-------- Dataset excerpts --------

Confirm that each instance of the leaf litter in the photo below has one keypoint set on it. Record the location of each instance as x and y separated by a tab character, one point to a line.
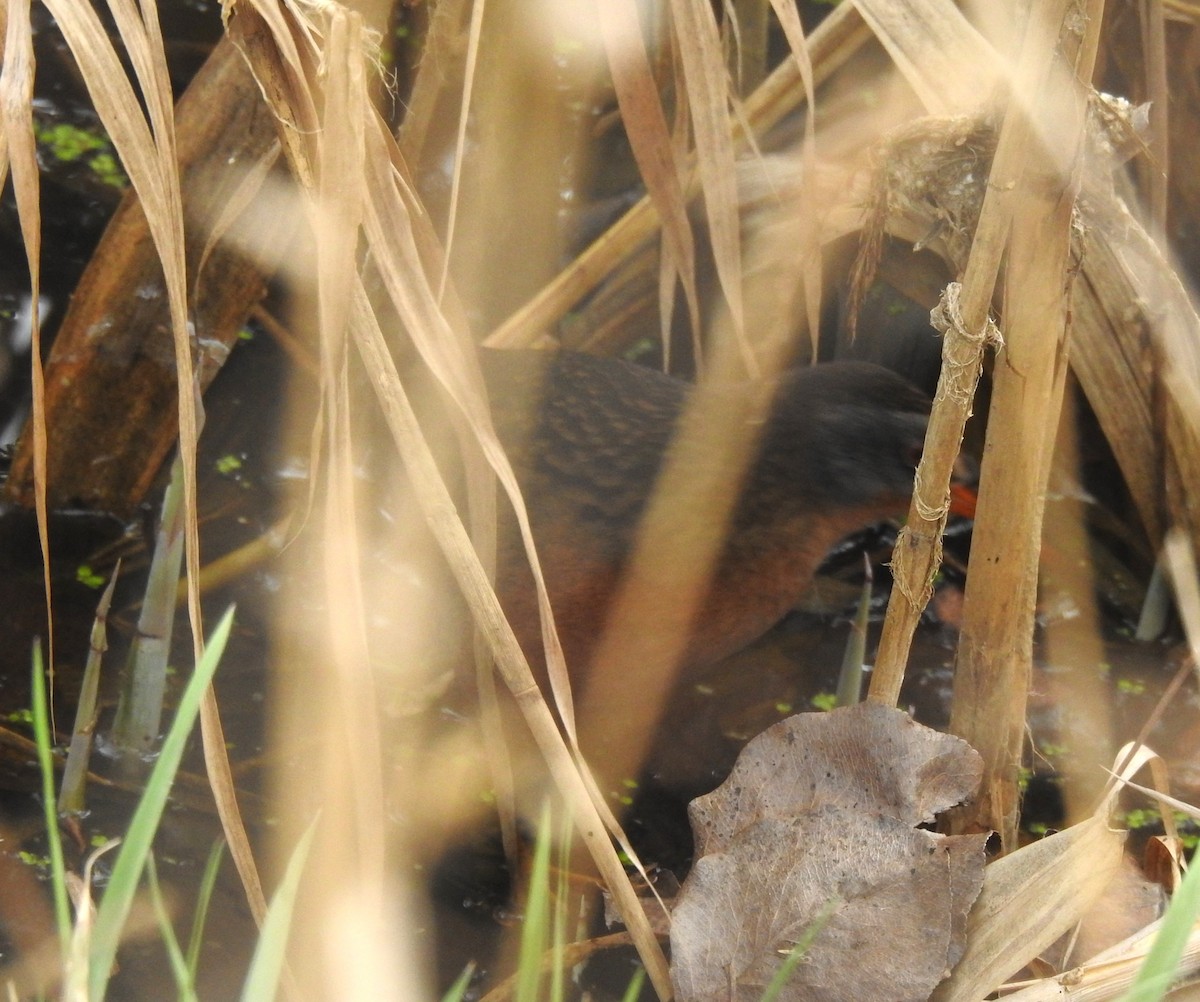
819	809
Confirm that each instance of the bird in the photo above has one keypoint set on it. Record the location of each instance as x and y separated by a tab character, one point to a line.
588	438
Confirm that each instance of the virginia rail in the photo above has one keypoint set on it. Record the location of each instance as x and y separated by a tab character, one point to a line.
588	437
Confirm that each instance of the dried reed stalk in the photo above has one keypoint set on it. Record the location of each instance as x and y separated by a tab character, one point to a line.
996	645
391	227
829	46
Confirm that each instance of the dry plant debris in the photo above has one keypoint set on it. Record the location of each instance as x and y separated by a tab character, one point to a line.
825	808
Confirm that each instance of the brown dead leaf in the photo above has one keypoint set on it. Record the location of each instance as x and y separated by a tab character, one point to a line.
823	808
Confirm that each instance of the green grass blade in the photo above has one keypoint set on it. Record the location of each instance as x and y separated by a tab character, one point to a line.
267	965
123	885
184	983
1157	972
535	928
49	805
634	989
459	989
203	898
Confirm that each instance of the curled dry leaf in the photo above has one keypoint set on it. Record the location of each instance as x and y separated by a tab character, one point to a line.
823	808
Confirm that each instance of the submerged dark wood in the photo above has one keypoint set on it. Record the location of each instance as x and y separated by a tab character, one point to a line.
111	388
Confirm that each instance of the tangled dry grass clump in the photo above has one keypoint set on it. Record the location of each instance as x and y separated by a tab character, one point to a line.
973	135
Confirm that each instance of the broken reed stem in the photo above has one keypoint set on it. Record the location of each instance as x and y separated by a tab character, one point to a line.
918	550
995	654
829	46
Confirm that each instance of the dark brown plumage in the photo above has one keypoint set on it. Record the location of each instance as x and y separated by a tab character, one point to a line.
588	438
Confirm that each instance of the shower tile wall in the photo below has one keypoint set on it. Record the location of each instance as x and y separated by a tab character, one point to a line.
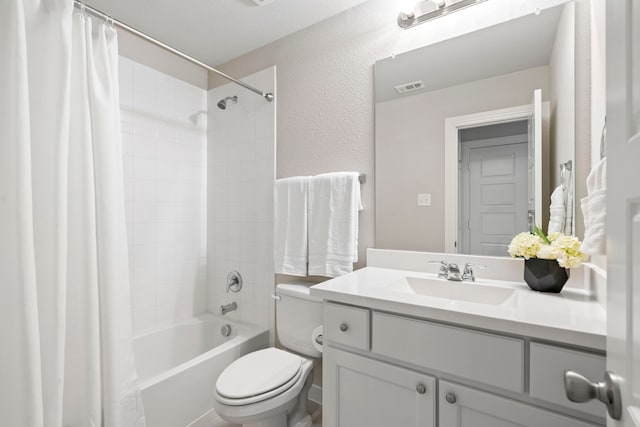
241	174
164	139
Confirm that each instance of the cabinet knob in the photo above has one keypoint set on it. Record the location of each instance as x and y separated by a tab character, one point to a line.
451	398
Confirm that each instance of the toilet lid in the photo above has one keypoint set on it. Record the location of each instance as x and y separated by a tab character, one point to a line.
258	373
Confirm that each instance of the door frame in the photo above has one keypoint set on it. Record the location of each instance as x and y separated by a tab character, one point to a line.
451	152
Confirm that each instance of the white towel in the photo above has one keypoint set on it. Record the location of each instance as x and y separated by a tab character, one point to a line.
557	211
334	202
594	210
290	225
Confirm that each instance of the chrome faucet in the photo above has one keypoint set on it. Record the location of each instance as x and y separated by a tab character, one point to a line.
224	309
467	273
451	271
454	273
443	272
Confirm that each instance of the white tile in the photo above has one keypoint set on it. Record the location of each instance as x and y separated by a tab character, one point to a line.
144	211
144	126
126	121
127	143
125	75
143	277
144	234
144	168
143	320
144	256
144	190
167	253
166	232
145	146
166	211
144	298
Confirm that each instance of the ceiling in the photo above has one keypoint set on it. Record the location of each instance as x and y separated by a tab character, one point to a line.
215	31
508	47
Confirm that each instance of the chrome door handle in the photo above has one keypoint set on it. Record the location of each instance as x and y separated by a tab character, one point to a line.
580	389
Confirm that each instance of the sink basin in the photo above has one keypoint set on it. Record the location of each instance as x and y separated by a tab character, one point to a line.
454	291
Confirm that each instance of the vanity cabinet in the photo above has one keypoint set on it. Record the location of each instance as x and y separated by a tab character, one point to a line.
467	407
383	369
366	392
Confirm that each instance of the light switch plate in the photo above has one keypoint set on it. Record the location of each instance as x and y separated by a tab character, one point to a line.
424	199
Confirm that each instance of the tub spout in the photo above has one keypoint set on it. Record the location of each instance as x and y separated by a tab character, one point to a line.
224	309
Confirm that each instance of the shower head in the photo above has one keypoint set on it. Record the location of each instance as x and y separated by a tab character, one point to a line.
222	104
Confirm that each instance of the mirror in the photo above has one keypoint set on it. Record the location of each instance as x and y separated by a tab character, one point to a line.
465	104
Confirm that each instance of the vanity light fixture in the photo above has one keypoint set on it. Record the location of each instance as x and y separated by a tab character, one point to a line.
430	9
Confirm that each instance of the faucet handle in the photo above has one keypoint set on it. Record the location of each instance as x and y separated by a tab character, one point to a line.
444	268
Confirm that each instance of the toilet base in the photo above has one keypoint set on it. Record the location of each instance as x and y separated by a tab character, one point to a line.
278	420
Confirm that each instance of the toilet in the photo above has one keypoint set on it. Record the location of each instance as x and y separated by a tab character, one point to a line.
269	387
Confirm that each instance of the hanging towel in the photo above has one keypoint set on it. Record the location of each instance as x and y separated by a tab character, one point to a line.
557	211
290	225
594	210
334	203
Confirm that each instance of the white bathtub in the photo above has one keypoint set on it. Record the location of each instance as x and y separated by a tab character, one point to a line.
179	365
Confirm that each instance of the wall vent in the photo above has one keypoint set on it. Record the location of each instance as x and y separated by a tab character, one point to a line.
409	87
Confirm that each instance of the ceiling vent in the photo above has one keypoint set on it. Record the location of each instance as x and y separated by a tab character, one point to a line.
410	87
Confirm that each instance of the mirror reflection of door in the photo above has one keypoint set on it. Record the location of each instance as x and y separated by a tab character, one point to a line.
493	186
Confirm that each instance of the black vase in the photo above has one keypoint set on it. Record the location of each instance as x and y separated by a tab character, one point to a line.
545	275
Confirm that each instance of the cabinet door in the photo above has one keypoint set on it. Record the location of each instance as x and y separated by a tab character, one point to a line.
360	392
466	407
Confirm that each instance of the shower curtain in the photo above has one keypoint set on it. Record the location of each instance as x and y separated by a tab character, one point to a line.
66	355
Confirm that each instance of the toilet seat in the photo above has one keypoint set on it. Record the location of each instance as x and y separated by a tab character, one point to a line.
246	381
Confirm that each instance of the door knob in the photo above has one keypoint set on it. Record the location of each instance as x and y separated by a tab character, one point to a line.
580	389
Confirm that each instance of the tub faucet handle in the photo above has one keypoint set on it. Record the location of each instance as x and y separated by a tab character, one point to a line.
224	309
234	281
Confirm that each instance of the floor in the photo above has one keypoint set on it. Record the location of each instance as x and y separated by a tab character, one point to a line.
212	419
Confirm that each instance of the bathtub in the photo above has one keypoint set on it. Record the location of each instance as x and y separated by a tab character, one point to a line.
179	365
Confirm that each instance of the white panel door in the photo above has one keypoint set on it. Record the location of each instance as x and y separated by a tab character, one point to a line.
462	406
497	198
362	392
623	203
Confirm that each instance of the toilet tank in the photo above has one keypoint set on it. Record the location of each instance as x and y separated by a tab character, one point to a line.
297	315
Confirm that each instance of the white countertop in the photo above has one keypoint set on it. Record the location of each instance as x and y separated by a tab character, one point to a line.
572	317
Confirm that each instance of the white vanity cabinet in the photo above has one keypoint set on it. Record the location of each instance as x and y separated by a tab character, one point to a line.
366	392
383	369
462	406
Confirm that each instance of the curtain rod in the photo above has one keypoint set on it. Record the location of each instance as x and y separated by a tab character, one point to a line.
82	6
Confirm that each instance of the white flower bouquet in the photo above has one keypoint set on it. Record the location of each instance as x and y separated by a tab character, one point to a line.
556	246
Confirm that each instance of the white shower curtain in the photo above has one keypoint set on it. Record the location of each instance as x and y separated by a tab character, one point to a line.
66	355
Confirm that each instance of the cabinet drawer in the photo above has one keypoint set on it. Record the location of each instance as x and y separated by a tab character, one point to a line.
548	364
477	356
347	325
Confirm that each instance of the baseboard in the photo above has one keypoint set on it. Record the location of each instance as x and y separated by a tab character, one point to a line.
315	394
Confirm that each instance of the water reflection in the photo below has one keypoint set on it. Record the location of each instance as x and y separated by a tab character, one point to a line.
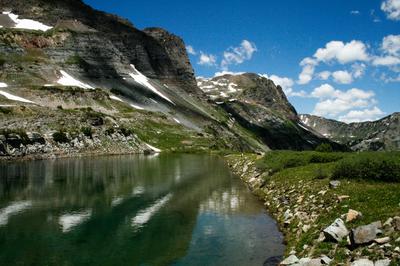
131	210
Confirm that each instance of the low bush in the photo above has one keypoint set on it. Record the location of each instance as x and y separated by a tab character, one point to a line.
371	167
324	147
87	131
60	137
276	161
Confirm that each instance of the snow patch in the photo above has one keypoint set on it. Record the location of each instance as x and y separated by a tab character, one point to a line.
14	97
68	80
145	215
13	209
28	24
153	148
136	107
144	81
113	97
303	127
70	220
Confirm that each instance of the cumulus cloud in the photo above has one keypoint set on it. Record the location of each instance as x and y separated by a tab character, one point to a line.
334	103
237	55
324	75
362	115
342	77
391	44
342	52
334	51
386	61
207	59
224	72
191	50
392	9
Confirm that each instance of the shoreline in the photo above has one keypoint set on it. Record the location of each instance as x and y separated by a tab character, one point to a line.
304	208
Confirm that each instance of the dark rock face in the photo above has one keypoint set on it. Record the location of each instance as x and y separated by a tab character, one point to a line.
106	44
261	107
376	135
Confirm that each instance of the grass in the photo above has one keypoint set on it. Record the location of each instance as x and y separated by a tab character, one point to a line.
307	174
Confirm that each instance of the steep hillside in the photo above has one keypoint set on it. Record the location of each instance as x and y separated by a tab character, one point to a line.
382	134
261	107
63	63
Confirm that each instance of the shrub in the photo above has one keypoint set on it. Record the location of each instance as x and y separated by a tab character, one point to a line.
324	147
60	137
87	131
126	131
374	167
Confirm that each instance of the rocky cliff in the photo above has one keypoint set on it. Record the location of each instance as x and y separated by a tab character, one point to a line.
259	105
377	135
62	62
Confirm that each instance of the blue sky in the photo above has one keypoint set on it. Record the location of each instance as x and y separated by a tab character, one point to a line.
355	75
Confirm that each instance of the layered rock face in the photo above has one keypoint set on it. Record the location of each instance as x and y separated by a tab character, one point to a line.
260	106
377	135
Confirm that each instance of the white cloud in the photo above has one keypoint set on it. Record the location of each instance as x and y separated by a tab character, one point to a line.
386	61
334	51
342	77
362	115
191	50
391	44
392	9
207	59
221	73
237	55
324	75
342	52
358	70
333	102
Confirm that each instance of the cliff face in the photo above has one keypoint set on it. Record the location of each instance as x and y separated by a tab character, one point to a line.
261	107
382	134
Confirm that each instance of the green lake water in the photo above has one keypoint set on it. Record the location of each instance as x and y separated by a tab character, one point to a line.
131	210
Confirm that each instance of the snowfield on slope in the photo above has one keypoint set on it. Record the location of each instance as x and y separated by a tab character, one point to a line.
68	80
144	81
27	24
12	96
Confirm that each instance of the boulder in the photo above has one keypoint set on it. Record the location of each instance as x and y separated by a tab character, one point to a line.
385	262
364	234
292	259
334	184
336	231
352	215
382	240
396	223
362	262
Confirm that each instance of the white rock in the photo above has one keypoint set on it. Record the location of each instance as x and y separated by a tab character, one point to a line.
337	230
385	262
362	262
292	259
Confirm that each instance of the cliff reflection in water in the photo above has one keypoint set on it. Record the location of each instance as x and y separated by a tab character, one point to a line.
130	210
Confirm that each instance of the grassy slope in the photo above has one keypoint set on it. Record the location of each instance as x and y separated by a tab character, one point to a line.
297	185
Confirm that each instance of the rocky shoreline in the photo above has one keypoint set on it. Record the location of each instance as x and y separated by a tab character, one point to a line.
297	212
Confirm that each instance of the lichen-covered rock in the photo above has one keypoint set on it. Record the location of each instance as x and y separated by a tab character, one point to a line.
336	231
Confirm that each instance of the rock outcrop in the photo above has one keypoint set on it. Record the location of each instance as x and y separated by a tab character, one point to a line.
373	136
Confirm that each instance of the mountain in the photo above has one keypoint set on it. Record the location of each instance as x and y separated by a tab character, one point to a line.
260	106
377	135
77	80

--------

▶ Directions
Having found the line that contains "Confirm that each instance of the rocky shoreline", set down that line and all the rest through the end of the records, exactly.

▶ Response below
Confirm that each instance of the rocky shoreline in the photo above has one keypoint set on it. Record the location of each instance as x and y separated by a tab character, one point to a line.
297	212
Confirm that each instance of the lichen-covered rock in the photo above has one keypoint set on it. Record the location of each instance as x and y separated by a tab character, one point to a line.
336	231
Confirm that each instance of the rock outcrop in the photo above has one keypoint set on it. Record the location of each instance as x and y separated by a tab character, one point to a line.
373	136
Confirm that each instance of the mountain in the photo above has one keypoint set on it. Record the location of each instance as x and y separated by a tab character, one point to a line.
260	106
377	135
77	80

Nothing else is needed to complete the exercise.